§ PROBLEM TO WORK ON
Format the lines from the one with "Locate the ceiling fan pull" up to and including the one with "column 473, row 226" as a numbered list, leaving out blank lines.

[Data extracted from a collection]
....

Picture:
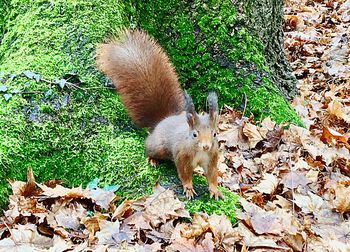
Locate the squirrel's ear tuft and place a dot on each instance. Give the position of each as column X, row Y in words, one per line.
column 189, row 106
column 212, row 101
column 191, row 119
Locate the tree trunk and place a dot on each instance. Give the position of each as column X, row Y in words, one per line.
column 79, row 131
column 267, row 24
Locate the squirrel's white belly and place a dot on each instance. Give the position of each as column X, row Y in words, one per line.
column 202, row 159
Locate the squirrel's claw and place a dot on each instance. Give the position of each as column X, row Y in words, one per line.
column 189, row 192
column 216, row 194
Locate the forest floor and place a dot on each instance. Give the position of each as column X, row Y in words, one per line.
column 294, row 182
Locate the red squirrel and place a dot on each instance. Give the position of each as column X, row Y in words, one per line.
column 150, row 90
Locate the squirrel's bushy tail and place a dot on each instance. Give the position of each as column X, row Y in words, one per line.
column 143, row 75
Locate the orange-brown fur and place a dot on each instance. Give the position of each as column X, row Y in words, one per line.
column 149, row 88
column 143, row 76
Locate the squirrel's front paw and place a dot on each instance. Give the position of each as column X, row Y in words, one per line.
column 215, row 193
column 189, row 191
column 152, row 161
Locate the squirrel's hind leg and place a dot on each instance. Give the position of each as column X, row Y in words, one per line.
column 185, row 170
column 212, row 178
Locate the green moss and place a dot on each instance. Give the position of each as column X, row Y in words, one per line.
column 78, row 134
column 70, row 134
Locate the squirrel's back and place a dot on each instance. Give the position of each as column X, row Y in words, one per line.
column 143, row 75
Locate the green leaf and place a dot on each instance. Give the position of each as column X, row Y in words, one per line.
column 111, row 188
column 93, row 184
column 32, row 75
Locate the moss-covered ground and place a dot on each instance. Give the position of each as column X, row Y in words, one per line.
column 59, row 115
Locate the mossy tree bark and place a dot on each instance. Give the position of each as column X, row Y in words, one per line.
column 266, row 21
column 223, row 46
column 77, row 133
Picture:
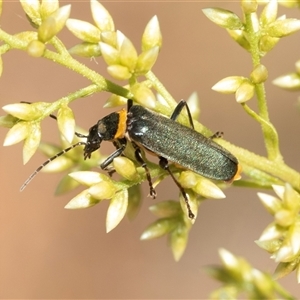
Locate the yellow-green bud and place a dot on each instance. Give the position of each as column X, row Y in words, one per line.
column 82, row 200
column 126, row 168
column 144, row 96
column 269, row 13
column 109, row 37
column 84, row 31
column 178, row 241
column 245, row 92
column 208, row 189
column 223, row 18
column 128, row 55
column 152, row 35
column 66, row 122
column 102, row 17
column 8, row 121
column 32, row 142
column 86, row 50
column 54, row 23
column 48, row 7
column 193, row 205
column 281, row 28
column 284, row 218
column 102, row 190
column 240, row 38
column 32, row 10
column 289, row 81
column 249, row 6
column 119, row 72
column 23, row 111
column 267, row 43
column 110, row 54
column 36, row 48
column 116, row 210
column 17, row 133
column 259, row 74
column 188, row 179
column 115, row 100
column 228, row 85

....

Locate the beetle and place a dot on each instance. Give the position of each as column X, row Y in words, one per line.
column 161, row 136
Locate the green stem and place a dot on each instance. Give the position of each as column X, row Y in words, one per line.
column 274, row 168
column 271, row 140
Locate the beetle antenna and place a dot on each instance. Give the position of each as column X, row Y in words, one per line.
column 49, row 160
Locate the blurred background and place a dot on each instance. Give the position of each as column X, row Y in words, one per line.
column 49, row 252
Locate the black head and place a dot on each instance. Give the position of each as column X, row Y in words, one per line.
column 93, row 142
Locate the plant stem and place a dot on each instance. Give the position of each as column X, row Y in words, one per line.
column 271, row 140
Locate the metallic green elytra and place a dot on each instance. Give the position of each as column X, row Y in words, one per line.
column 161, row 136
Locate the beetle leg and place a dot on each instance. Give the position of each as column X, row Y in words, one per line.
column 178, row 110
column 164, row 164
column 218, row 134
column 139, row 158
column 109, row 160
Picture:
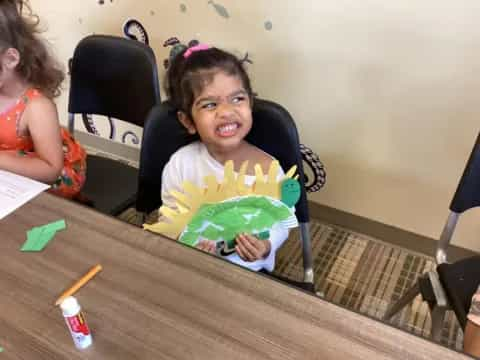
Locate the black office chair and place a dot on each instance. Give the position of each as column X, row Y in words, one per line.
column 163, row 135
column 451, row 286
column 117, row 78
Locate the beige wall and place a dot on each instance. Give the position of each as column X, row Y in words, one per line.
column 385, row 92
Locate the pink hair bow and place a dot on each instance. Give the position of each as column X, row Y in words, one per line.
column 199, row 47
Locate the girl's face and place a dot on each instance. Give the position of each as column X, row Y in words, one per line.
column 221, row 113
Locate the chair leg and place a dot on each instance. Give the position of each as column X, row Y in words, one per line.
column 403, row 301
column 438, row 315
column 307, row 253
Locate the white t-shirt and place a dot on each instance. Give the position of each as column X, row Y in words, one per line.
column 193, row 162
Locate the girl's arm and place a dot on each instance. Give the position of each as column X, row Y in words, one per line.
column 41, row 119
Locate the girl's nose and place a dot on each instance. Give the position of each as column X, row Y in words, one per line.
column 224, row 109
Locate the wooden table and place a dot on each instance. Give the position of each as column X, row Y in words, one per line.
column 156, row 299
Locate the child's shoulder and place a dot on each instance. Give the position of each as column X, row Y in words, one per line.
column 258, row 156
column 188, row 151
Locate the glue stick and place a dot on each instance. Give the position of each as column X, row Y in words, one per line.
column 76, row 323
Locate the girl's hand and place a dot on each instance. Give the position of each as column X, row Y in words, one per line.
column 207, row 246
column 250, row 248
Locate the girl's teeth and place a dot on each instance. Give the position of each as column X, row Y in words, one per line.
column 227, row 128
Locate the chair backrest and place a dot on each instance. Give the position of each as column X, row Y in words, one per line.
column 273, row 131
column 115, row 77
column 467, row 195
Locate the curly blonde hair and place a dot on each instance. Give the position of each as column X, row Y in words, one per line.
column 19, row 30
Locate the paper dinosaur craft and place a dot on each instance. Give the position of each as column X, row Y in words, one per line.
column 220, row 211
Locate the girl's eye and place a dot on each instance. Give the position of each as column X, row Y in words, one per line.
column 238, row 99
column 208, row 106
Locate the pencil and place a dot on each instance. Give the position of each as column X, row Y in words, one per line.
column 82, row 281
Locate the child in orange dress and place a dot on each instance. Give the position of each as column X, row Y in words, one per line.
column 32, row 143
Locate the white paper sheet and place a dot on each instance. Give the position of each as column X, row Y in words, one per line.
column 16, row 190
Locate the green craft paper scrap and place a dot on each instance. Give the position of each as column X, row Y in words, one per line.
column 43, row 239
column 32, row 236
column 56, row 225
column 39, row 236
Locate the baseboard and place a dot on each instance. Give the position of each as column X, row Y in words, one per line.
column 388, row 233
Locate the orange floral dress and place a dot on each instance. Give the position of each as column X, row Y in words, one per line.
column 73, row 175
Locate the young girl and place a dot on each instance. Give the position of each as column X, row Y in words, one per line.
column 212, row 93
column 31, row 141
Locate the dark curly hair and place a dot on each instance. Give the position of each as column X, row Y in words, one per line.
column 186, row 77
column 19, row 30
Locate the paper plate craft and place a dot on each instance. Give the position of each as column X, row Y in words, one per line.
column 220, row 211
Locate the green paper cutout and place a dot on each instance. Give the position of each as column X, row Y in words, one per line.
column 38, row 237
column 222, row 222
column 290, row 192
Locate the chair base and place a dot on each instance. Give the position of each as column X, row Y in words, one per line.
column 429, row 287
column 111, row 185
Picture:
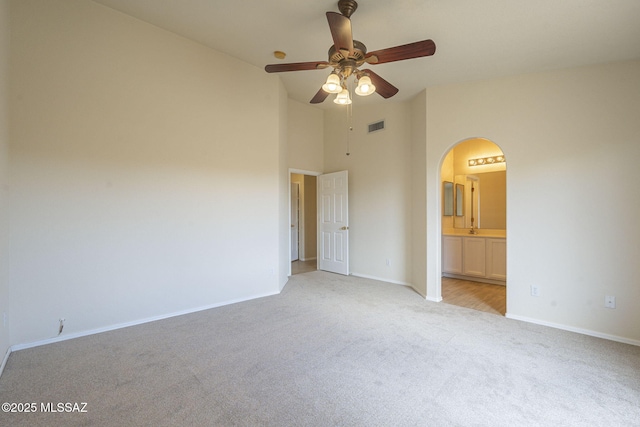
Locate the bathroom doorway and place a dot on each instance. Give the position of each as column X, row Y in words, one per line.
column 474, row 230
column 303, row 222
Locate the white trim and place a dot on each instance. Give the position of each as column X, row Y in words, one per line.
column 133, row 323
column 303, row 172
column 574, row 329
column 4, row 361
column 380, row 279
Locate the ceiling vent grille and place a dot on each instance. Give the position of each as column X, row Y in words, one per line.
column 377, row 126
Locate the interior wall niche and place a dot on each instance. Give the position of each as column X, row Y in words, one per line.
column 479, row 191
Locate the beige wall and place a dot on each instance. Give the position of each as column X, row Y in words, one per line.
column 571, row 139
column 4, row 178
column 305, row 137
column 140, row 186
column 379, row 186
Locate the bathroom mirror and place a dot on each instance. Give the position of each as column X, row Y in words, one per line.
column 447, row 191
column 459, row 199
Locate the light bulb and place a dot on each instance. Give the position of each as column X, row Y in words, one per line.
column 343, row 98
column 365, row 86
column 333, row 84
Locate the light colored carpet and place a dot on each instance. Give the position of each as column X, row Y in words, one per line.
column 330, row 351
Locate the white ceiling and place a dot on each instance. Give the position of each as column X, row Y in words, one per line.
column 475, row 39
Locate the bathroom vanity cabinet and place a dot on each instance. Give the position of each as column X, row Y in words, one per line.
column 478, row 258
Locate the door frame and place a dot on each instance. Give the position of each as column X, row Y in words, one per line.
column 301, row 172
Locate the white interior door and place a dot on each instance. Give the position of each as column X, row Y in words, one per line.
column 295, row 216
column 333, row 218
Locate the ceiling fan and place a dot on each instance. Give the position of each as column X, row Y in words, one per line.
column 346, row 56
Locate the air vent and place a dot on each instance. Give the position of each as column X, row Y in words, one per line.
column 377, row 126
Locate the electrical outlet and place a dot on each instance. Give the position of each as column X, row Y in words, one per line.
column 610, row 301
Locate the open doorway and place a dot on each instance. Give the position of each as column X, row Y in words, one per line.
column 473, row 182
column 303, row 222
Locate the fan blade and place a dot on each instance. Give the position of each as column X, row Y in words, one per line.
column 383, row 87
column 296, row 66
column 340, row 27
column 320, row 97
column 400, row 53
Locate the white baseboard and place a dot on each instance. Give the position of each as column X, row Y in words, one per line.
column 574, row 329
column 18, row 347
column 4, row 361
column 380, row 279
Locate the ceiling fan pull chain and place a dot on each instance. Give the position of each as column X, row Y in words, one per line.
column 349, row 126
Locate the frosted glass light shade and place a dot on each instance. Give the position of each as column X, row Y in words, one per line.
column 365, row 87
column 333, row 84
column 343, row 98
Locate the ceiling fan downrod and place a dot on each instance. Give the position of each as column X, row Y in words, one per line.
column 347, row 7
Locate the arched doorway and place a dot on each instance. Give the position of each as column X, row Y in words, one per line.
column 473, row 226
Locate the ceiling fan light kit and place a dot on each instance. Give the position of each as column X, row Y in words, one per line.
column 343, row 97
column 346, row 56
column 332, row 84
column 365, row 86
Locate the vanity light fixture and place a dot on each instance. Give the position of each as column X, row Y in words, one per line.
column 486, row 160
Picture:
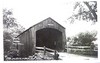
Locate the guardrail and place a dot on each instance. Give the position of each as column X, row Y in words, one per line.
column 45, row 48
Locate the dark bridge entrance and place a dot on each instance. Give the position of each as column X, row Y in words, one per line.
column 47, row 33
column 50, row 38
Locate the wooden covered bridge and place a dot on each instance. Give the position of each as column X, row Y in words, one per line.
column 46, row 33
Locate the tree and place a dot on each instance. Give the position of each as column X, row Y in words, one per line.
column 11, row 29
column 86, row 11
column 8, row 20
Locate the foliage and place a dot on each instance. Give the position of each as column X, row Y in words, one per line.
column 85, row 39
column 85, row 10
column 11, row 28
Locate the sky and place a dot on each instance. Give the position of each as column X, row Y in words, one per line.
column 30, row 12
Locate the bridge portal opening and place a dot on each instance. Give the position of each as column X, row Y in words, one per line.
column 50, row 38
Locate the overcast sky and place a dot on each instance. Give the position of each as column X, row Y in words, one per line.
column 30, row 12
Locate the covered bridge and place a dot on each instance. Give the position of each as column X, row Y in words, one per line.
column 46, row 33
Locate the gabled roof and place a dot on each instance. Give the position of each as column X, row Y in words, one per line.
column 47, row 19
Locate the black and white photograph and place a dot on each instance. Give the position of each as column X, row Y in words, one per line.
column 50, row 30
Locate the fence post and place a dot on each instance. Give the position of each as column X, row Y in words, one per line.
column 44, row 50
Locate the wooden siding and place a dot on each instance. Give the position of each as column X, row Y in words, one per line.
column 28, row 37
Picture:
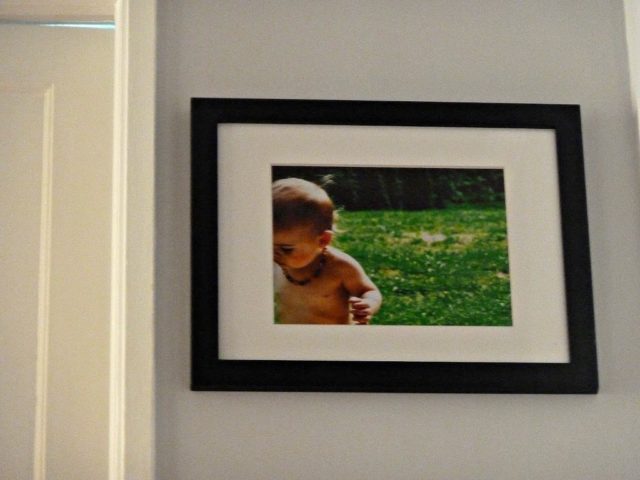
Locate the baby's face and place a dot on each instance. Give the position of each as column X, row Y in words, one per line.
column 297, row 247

....

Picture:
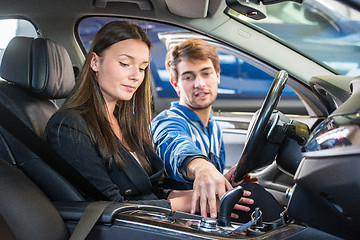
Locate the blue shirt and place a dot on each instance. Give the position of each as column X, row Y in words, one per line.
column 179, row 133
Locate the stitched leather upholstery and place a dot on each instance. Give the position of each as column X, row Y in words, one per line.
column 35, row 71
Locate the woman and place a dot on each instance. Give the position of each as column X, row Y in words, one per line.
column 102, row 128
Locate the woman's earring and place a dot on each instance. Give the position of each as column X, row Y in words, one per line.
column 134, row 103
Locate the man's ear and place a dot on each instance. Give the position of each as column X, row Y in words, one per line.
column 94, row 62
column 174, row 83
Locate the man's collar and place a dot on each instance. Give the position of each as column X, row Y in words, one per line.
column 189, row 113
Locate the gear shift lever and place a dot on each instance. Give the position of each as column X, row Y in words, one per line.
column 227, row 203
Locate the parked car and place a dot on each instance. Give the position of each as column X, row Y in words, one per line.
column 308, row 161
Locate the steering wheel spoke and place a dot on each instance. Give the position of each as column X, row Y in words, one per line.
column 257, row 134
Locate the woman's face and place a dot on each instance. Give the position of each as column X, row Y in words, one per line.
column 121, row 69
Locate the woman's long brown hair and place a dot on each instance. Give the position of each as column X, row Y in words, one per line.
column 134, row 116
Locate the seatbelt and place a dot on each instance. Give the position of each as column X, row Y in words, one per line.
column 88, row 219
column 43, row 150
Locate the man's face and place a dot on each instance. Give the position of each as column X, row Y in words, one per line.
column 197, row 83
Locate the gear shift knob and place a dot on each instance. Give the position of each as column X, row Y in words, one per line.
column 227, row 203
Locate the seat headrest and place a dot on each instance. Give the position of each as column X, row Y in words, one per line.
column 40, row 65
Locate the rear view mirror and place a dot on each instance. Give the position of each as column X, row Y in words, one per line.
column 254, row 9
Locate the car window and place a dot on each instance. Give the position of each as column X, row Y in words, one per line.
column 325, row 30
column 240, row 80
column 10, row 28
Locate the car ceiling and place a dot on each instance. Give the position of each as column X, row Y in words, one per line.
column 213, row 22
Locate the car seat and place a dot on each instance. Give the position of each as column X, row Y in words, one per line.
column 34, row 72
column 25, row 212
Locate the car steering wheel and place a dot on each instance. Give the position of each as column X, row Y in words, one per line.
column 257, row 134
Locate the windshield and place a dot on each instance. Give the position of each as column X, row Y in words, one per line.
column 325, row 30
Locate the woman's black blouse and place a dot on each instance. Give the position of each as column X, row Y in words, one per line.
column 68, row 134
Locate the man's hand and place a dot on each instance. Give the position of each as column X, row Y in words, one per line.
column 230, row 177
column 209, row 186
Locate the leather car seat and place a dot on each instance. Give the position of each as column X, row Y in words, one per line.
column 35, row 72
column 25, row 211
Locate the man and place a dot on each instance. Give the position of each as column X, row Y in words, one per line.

....

§ SOLUTION TO THIS EXERCISE
1. Locate the ceiling fan pull chain and place a dot on each instance. Give the position of each as column X, row Y in words, one per line.
2. column 349, row 126
3. Locate the frosted glass light shade and place a dot on each instance. Give the position of each as column X, row Y in words, one per line.
4. column 365, row 87
5. column 333, row 84
6. column 343, row 98
7. Locate the ceiling fan downrod and place a dot on each instance. Give the position of each as column X, row Y in words, one per line.
8. column 347, row 7
9. Locate the arched doorway and place a dot on each instance. Give the position of each as column X, row Y in words, one per line.
10. column 473, row 226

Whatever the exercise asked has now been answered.